>> begin RECORDS SUPPLIED
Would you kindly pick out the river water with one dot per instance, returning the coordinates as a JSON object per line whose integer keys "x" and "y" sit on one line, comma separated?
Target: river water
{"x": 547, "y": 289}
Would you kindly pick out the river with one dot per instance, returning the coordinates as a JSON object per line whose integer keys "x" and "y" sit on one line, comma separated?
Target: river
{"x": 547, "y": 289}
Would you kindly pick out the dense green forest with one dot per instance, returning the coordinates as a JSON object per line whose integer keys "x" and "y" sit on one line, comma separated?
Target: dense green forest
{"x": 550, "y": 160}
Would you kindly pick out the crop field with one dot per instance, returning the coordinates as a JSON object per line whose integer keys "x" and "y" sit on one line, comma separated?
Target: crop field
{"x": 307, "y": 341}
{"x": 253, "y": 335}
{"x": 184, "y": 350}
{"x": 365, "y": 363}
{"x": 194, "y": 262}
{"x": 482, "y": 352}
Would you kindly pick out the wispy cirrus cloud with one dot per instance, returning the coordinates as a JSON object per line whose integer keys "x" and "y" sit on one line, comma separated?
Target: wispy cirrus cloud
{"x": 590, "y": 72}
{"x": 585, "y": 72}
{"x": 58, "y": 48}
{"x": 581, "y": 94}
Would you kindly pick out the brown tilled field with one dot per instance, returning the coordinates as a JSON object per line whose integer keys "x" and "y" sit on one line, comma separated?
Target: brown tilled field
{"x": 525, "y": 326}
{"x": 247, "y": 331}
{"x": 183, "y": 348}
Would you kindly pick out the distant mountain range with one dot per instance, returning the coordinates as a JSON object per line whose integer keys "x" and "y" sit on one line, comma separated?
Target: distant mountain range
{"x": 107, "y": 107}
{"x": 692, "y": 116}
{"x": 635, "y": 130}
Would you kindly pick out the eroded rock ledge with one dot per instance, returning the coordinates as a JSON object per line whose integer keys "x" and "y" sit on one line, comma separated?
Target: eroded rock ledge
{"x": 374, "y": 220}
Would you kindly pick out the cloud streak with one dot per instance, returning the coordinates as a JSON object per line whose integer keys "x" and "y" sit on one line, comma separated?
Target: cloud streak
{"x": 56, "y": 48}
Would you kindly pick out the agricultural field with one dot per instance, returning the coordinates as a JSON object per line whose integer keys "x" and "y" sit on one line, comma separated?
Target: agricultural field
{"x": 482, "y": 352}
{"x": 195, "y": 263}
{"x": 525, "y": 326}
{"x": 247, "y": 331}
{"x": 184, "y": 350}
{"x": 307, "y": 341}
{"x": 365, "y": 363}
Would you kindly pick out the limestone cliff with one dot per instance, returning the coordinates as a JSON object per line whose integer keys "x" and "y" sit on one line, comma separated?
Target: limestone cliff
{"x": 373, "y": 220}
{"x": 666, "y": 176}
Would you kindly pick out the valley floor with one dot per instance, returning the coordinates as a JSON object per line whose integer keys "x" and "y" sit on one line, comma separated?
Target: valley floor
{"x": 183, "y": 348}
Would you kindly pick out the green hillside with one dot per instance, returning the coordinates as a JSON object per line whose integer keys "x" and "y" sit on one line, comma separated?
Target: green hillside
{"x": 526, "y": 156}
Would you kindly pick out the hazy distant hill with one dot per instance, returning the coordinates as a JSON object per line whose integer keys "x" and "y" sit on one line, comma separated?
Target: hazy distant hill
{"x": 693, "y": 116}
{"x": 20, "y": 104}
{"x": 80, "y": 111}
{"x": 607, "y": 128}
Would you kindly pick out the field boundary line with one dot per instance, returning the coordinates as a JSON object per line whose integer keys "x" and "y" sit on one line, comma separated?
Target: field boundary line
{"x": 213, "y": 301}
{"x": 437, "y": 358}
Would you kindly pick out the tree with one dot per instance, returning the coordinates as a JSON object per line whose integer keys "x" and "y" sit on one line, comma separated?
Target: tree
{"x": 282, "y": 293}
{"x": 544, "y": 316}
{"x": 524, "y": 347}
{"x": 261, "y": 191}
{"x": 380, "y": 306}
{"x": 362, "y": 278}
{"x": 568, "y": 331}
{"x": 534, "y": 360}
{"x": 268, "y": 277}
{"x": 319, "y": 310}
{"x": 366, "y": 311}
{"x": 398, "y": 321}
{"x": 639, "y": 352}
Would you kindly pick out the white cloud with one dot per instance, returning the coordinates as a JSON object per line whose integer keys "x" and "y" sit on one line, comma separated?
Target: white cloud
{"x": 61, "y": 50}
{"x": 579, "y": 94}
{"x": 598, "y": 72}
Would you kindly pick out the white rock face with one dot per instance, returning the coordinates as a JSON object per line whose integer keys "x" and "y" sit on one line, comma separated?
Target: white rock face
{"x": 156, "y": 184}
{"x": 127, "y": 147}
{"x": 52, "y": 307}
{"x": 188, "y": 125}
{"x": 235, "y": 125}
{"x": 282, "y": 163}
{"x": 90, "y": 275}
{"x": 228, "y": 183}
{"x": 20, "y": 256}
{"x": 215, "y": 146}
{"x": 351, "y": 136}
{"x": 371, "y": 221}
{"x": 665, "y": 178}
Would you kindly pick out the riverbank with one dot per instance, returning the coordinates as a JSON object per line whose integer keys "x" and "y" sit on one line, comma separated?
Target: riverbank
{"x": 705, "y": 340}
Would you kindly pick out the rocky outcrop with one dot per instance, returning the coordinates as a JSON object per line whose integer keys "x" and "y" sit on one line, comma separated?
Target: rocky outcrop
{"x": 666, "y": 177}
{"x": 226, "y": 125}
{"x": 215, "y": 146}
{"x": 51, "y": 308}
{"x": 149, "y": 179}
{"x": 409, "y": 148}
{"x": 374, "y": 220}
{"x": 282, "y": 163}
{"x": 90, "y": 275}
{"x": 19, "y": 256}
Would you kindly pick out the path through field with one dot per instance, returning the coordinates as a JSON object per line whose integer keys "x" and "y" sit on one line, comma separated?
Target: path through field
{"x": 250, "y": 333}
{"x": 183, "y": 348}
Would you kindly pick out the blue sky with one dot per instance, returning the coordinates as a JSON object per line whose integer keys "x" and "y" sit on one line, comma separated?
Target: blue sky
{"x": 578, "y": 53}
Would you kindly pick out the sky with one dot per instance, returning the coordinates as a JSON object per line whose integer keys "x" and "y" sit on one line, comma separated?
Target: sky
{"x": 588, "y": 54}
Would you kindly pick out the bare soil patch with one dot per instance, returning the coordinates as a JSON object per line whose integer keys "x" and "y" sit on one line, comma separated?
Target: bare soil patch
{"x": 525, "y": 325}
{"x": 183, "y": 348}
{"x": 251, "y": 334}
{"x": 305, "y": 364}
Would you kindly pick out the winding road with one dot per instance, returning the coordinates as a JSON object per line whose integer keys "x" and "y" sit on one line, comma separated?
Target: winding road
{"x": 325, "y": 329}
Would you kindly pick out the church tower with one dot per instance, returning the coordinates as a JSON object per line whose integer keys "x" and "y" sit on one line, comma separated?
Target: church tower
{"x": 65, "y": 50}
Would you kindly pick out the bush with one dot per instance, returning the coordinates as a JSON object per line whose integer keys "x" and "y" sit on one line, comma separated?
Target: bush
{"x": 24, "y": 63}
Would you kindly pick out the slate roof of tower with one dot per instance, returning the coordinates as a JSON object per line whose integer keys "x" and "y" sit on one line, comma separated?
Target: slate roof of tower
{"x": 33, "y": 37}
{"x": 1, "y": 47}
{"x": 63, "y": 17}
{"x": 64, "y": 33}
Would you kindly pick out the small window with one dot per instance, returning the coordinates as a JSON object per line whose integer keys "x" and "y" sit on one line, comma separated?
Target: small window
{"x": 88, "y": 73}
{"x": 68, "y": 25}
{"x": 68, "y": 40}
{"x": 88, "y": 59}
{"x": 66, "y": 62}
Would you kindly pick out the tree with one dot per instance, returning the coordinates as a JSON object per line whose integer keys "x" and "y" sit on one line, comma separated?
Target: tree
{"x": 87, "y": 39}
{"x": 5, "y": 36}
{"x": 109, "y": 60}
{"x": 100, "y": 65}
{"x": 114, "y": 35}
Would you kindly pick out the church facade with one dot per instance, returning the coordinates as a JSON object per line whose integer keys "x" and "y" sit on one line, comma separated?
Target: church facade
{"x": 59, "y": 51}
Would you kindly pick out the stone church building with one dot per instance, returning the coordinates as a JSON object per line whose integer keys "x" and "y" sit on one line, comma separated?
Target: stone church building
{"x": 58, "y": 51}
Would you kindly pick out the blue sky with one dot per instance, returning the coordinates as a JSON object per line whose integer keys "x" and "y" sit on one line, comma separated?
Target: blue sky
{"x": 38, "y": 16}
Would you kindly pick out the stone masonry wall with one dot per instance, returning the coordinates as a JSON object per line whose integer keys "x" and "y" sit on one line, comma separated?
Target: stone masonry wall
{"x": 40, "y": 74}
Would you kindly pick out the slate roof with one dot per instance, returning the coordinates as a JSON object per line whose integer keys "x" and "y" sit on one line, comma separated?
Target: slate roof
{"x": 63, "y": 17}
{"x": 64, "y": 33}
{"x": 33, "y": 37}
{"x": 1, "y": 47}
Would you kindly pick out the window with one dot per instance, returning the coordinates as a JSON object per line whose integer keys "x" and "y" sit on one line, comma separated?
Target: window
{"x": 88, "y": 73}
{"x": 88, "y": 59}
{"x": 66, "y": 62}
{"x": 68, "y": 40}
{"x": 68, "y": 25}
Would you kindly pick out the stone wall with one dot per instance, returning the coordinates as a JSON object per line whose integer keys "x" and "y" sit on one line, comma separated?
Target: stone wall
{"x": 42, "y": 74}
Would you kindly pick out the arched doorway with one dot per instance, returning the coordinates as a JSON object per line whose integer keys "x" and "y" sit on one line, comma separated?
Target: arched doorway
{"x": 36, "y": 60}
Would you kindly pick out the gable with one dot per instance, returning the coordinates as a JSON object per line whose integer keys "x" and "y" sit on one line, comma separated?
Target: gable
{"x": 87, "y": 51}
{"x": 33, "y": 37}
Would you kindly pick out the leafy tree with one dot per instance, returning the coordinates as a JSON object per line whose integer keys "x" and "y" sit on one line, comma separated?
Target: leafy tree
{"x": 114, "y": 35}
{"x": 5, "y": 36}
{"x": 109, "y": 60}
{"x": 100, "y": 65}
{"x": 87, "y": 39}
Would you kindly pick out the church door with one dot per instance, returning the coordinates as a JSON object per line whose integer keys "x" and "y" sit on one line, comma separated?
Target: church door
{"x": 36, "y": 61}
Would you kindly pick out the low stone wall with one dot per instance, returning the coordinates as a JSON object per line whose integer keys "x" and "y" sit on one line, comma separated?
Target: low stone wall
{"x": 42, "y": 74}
>> end RECORDS SUPPLIED
Starting at the line that contains "Would you kindly pick out the arched", quote each remaining line of the entries above, unchanged.

Would you kindly pick out the arched doorway with one dot per instance, returning the coordinates as a JSON object per line whose integer keys "x" and "y" sit on one line, comma separated?
Target: arched doorway
{"x": 36, "y": 60}
Would you kindly pick out the gable with one dot per instance, returning the coordinates as a JSON object per line whose integer keys "x" and "y" sit on one line, comma separated?
Target: gable
{"x": 87, "y": 51}
{"x": 33, "y": 37}
Would you kindly pick out the leafy tree with one dot per instance, returning the coordinates as a JSON object per line whose integer keys "x" and "y" sit on one line, comma separated?
Target: leafy tree
{"x": 114, "y": 35}
{"x": 5, "y": 36}
{"x": 109, "y": 60}
{"x": 100, "y": 65}
{"x": 87, "y": 39}
Would you kindly pick out the church door with one dot per instance, returning the coordinates as a JSON object per line whose integer keys "x" and "y" sit on one line, comma separated?
Target: church door
{"x": 36, "y": 61}
Would you kindly pick out the low stone wall with one dot per instance, returning the coordinates as a JSON object per line whose integer keys "x" and "y" sit on one line, comma separated?
Target: low stone wall
{"x": 42, "y": 74}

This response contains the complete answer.